Image-grounded pointing data:
########

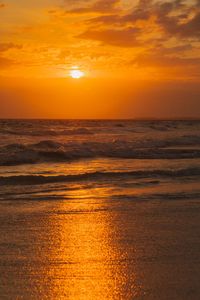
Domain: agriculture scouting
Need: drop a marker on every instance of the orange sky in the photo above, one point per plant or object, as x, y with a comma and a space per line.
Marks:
140, 58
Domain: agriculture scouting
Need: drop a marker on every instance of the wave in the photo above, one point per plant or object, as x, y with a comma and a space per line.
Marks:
51, 151
46, 132
41, 179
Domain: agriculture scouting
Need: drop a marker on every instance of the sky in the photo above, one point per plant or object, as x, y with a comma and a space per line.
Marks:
140, 58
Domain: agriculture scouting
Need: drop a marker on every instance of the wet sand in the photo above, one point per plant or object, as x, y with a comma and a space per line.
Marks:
98, 249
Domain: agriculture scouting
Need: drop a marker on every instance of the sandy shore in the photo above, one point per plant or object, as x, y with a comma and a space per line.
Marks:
89, 249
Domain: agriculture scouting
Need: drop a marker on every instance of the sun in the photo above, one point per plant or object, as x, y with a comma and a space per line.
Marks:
76, 74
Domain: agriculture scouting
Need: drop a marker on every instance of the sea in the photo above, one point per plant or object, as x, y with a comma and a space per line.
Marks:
99, 209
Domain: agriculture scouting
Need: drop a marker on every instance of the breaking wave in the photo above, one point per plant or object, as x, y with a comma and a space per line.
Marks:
41, 179
52, 151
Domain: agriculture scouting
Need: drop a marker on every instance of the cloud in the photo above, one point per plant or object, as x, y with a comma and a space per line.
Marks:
100, 6
177, 18
2, 5
117, 37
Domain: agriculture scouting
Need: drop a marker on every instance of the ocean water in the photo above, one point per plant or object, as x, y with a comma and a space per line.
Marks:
46, 159
99, 209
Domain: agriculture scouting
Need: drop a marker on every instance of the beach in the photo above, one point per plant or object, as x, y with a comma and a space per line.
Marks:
87, 249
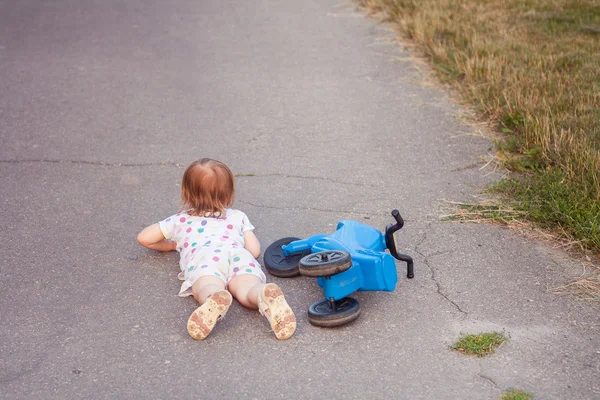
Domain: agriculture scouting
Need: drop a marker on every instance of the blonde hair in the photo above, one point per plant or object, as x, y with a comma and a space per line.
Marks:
207, 188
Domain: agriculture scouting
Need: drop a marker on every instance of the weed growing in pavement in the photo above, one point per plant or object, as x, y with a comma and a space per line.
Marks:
516, 394
481, 344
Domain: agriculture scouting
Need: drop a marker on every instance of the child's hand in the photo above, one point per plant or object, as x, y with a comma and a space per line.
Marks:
152, 238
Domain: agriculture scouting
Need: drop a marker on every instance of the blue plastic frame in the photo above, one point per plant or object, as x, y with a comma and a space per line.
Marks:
372, 268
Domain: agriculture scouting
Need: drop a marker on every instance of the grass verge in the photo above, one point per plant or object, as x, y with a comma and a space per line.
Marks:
532, 68
481, 344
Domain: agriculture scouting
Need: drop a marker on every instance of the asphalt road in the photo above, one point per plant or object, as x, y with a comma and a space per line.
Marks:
324, 117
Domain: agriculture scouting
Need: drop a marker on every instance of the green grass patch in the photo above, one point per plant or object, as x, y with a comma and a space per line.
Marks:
516, 394
533, 68
481, 344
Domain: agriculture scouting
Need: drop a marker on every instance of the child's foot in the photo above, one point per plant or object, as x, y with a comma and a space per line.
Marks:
203, 320
272, 304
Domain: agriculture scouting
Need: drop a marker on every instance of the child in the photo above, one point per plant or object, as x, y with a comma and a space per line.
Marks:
218, 252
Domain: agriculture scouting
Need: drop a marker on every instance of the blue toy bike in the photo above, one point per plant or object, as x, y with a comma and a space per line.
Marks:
350, 259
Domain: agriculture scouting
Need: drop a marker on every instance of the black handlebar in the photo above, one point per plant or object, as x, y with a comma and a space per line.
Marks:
391, 243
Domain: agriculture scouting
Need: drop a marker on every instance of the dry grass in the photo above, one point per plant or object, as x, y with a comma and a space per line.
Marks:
532, 68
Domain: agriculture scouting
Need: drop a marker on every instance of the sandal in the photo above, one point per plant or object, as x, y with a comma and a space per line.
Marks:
272, 304
203, 319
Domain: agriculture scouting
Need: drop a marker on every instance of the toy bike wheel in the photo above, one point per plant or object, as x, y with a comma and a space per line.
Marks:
279, 264
325, 263
324, 315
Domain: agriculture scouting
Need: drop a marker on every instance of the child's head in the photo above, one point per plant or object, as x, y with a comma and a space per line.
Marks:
207, 188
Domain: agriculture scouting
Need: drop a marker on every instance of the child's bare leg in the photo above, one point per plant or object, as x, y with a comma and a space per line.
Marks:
205, 286
210, 292
245, 289
252, 293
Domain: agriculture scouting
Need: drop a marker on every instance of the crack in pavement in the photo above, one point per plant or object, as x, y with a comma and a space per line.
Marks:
177, 165
307, 177
433, 275
312, 209
99, 163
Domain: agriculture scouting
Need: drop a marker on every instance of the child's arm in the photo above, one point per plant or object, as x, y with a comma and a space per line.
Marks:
252, 244
152, 238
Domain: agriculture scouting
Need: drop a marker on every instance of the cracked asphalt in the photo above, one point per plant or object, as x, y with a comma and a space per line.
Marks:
323, 116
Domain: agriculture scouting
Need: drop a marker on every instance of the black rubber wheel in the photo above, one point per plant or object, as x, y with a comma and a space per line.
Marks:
325, 263
321, 314
280, 265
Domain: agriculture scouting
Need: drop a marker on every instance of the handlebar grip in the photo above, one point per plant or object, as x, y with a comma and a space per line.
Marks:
398, 218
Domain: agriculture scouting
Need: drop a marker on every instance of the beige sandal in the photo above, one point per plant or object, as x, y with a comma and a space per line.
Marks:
272, 304
203, 319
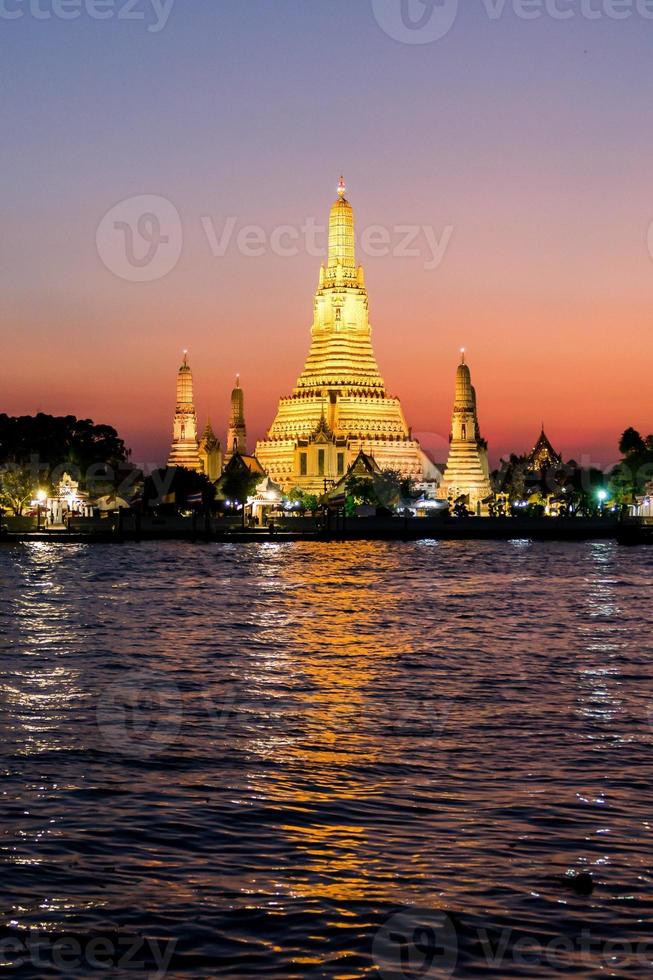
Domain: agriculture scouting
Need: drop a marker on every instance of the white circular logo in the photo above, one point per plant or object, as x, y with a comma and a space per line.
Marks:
415, 21
140, 239
416, 943
140, 714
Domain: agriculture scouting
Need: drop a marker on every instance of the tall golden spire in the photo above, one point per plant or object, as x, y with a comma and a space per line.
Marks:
342, 247
339, 406
184, 440
467, 472
237, 433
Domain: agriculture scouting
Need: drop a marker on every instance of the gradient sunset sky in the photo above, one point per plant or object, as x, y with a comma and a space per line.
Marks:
532, 140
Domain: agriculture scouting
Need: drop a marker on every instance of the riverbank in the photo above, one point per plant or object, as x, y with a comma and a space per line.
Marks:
336, 529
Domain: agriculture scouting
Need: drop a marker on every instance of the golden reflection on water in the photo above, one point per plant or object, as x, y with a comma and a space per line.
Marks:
344, 654
38, 700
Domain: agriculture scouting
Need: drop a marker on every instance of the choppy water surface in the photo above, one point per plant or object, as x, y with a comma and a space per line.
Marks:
321, 760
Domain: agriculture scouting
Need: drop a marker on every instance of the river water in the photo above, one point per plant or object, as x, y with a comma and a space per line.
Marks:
326, 760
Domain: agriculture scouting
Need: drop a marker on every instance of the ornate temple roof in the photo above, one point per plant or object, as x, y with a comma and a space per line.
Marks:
543, 455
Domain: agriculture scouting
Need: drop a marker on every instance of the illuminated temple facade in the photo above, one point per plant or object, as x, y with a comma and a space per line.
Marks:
467, 473
201, 455
339, 406
184, 450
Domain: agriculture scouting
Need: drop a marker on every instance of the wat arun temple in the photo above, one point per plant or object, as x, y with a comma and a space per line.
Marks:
339, 412
340, 406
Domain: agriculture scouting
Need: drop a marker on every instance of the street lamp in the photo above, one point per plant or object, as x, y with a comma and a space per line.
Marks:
41, 498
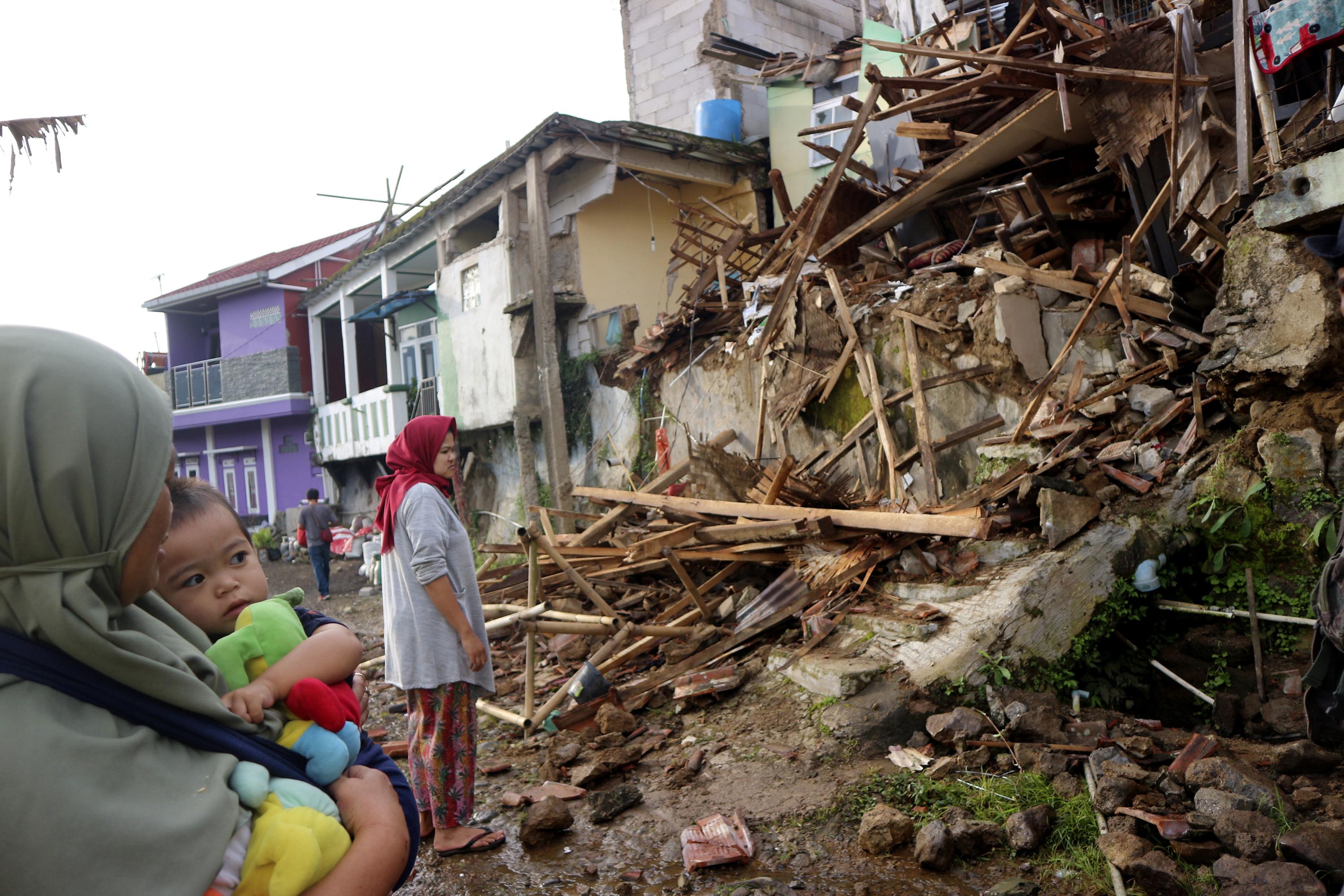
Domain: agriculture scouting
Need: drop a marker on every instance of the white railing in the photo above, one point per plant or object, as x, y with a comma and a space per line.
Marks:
363, 426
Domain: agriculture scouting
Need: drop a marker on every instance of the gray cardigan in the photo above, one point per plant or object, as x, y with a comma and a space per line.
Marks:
422, 649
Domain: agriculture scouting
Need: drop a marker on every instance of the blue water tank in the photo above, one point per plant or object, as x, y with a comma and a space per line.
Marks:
719, 119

########

# Task details
Repeat the records in full, exactly as they appear, but with the pictures removed.

# Answer box
Domain: agriculture scouting
Need: drop a marker on every instance of the orange sky in the photo above, one point per plant or object, as x, y with a comma and a space per line.
Marks:
140, 58
Domain: agriculture scouting
Need: drop a marker on every instance of the wave in the photo above, one point per plant or object, as x, y with a comma and a space per line.
Marks:
51, 151
46, 132
41, 179
Domain: agriculture scouting
Need: drop a marker on every instance of the sky in the photo above, one point per plant or object, as x, y with a comma and a space per line.
Marks:
140, 58
Domain: agriculture scouting
Need: drop a marker on every instance of the wet sand in the photo above, one point per plant or object, as x, y with a comma and a space per line.
Marks:
98, 249
Domain: agriculture scouting
Need: drop a marker on every instance of the sandy shore in the photo above, one point per plant or object, as x, y with a comma and a space per line.
Marks:
89, 249
Domain: agriculture scouting
Need: drop a marker on every instance of the sun in the photo above, one point per plant or object, as x, y with a comma and a space per line.
Marks:
76, 74
Domain: agriculture scouting
Need: drop a marker on every instance of the sea in the photo above, one point per plant or object, as x, y with a comma and a space per line.
Marks:
99, 209
Domain: agriculture scouting
Need: drop a marker on every instance of the breaking wave in the photo above, one point per plant or object, as x, y with a comma and a space per line.
Marks:
41, 179
52, 151
Domain: agriculture scouting
Need: drop a marker on every instance of the cloud in the photo above, one point per plant or object, as x, y with a comma and a space per line.
Marks:
100, 6
177, 18
2, 5
117, 37
Domain: agriculture scouting
Need: drop a marker on every instance of the ocean water in the photo above, one point per plant or object, as x, y with a comma and a space per line.
Marks:
46, 159
99, 209
Domain: agriculture scouting
Need: drop a marker on every instance of the beach in the photo above, one point per plant or object, as x, y with a comma and a space per line.
Marks:
87, 249
Domain: agriculture scouting
Need: drop a marker on every instance of the blonde hair in the photo above, one point per plant or object, as x, y with a comma and a space per line.
Marks:
207, 188
Domain: agriculture scouting
Need: drop a marker on every instance of the weed growing in pavement in the photo above, one point per plant or object, as x, y with a comma and a space per line.
Marks:
516, 394
481, 344
Domain: agriculture scouting
Need: drop a marker on every instance of the child's hand in the photo above, one point per plant or object, as x, y with a comma and a space per line.
Marks:
152, 238
Domain: agriculture scouting
Need: drop a marker on every instance of the blue plastic frame in the photo above, one point per plant or object, as x, y with a comma and a space per line.
Marks:
372, 268
Domain: agriculture scouting
Need: drop a marker on every instance of the grass verge in the photo above, one point per plant or object, as x, y with a comma and a space per line.
Marks:
532, 68
481, 344
Domain: agriculture scouting
Need: drop a marker on every instance of the asphalt road in the photo above, one point per plant or object, as x, y with a comma and a space per line.
Marks:
324, 117
Domain: agriculture scouting
Need: drop a marker on every instance of the green grass patch in the photo above, one point per plant or object, as x, y with a comma and a space per line.
Marks:
516, 394
533, 68
481, 344
Domain: agriculture scouting
Need: drop a marker on every instance of the child's foot in the photo above, one point per plant or object, as x, y with a comma and a space per line.
Marks:
203, 320
272, 304
Domain: agriculture scouting
Need: drop a marker on every instance of the child in the photo above, one point per plant or object, as x, y with a comma and a space per line.
Marks:
218, 252
Domain: agriculture scouting
Need: drop a marker on every instance of the blue toy bike in the photo above, one point per plant or object, as x, y with a comma and a space per line.
Marks:
350, 259
Domain: agriculture scouting
Need: drop a marker on every instance of the black handlebar in the photo above, one point per plant or object, as x, y with a comma and a space per line.
Marks:
391, 243
Domain: agriculture scouting
Need: drop a marker on every instance of the dry grass in the photo above, one point per plant or object, as x, y with a comma and a space per line.
Marks:
532, 68
Domain: agriculture scouting
Need: drop a marker on every instance of the sandal in the photo above, one point per plant or object, as x, y with a comma and a space per line.
Marks:
272, 304
203, 319
Domain: agriculture scouting
Need: drop a marker on every instance of the toy bike wheel in the photo above, one point per plant or object, as x, y with a comma and a space per line.
Marks:
279, 264
325, 263
324, 315
Domain: agriculture scouting
Need: drop a marker on every instance of the child's head in the photo above, one point per plant or object, as x, y with a comma and a space per line.
Marks:
207, 188
Domain: agriculture scouting
Need: drop a marker on every instance of the child's bare leg in the photo above, one point per plant or object, as x, y with a comma and a space per line.
Marks:
205, 286
210, 292
245, 289
252, 293
Domain: agriculture scouting
Need: drop a marker on every instance of the crack in pavement in the photo above, one point per plant or object, as x, y with a comma and a space per line.
Marks:
177, 165
307, 177
433, 275
312, 209
99, 163
Domain: agriculture scouting
Need: drop a marker on every instance of the child's arm in the photo above, one point per plant or object, as x, y with a comma and a space per line.
Marks:
252, 244
152, 238
Domain: agriculture scouting
Need: drop a marker on every instance of the cracked asphalt in the photo above, one point per plant or object, as x, y with a comma and a space per line.
Marks:
323, 116
Domain: agriculture scouting
Need: drop a marker on every instance of the black rubber wheel in the photo above, one point per plant or object, as x, y with a comma and a space per line.
Marks:
325, 263
321, 314
280, 265
Domain: agriculture scouting
Need: drop a marker on every instance of the handlebar grip in the photo above, one point per plant or object, as x, y with a comma and a space per line.
Marks:
398, 218
Domain: agriculture scouting
Need: drop a marker on every instance of the beige sandal in the photo above, one point per plant or object, as x, y with a comma and a space per line.
Marks:
272, 304
203, 319
Domain: agriculture scouting
Need: drop a marker on every instance of the white circular logo in the photo above, one point per plant or object, as x, y with a comma and a space per line.
Marks:
415, 21
140, 239
416, 943
140, 714
Domain: agriculture scouting
Need: drop a marker on every instance of the tall golden spire in the photo above, one point per plant or object, as x, y with a comma and a space per line.
Marks:
342, 247
339, 406
184, 440
467, 472
237, 433
Domain: agriculture scouting
Need: drop a marker on every instance of the gradient sunset sky in the photo above, one point per plant or object, as x, y with a comma and a space per line.
Marks:
532, 140
Domain: agriculture scouting
Need: drop a marker on every instance of the riverbank in the photo above, one point per plant or object, as x, y with a comma and a space per line.
Marks:
336, 529
Domain: agriculture scouting
Need: drop a marker on every instance of the golden reflection on water in the photo above, one point per plant or object, as x, y with a comma and a space per line.
Marks:
344, 654
38, 700
Domain: agriculture scouting
Need: drop a marker on every instance of the choppy water surface in the photo above, one point per plant or object, as x, y with a comma and a space per line.
Marks:
321, 760
Domain: agriculture scouting
Need: drop a marker on every instance of the river water in the photo above, one point per plant or object, as x, y with a comma and a space per line.
Marks:
326, 760
Domain: agriculture scouting
Need: drop a marker on every instance of the ornate temple roof in the photo above, one point per plant or object, as x, y with a comma and a space per line.
Marks:
543, 455
Domain: agriculture scouting
Need: drop a marker on every instance of the illuminated temple facade in the photo above, one point per plant or object, as x, y with a comma and a space per line.
Marks:
467, 473
201, 455
339, 406
184, 450
Domain: agriculture scouting
Need: drop a marker on every instance of the wat arun temple in the photo above, one point per plant or object, as x, y with a comma and a space per line.
Marks:
339, 412
340, 406
Domain: agriculture scouting
Need: drop a marker on every instance of the street lamp in the photo above, one point per plant or object, as x, y with a comma and a space per line.
Marks:
41, 498
Domain: agriculture scouting
Need: drop a marker on every instance of the white railing in the photo above, one point per plant or object, as x, y with a comma and a space per line.
Marks:
363, 426
Domain: agriculture scouting
Need: drop a marker on every instance of the gray cardigan in the photo above, one point per plant or object, as x, y with a comma and a space per line.
Marks:
422, 649
Domain: agriculture scouting
Need: drop a marker on every instance of the blue water tank in the photo above, one point per plant or object, as x, y with a comma and a space per line.
Marks:
719, 119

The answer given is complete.